Entries from a pointing dataset
※
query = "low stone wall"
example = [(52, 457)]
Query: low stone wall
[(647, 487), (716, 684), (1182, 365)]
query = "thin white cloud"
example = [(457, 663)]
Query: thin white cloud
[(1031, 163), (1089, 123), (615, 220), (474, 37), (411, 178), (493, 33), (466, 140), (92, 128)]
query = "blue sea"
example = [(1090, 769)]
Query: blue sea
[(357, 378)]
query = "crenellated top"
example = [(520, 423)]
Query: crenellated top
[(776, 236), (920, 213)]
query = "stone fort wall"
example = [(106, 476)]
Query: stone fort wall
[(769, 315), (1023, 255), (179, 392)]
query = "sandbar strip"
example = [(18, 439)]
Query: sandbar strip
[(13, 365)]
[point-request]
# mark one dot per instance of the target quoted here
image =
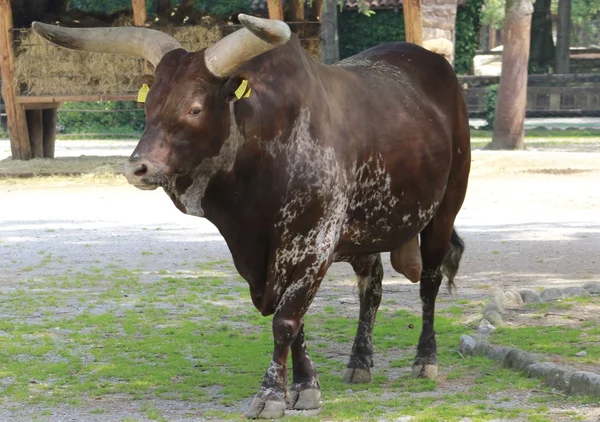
※
- THE REQUEST -
Return the records verbatim, from the first line down through the line that contains "[(776, 236), (920, 213)]". Include both of those lines.

- ANSWER TO THIS PROBLEM -
query = "low stone wall"
example = [(52, 457)]
Query: low stone wall
[(647, 487), (716, 684), (1182, 365)]
query = "thin white cloud"
example = [(457, 663)]
Query: thin white cloud
[(1031, 163), (1089, 123), (615, 220), (474, 37), (411, 178), (493, 33), (466, 140), (92, 128)]
query = "blue sea"
example = [(1090, 769)]
Query: blue sea
[(357, 378)]
query = "crenellated top"
example = [(520, 423)]
Query: crenellated top
[(776, 236), (920, 213)]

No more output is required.